→ **DATA EXTRACT**

<<<<

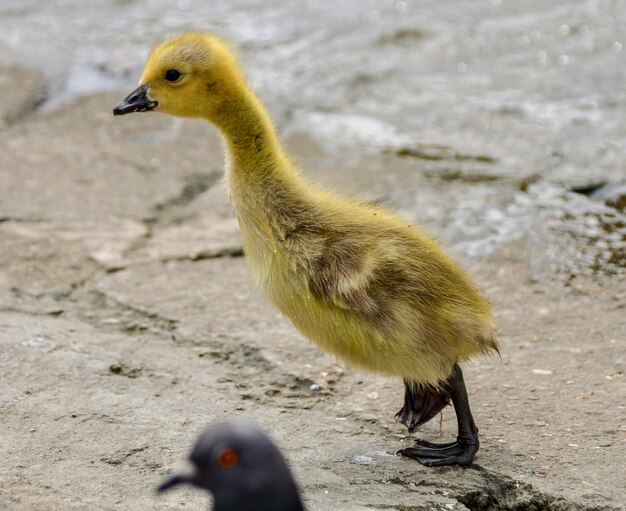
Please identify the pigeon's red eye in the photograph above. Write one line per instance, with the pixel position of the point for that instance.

>>>>
<<<<

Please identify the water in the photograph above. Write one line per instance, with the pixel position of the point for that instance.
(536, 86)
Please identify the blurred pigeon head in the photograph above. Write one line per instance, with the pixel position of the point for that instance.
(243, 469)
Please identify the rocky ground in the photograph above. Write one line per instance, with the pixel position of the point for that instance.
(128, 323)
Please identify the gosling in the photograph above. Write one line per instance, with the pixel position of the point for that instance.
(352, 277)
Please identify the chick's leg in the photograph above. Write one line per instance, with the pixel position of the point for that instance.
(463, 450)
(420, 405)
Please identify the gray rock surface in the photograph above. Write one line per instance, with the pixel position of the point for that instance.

>>>>

Swap "gosling" for "duckling" in the part of the material that opens with the line containing "Please identify the water" and closes with the line containing "Please identify the gray". Output only those lines, otherwise unchanged.

→ **RESPONSE TO THE EXERCISE**
Please identify the water in the photograph above. Write one line per instance, with the pixel position of the point for that instance.
(536, 86)
Please identify the blurred pigeon head in the photograph above. Write one line per instance, with the pixel position of the point for that instance.
(243, 469)
Please identify the rocky ground in the photograph above. Write one line per instance, with the pixel position of the point for that instance.
(128, 323)
Please identify the duckling in the photograph above. Write one line per instance, with the pixel position of the point for that instance.
(352, 277)
Please identify the chick's leg in the photograph above. Write one line per instance, with the pixel position of the point for that instance.
(463, 450)
(420, 405)
Please identify the gray rock surface in the photograph above. Write one line per instance, with the pixel position of the point for that instance.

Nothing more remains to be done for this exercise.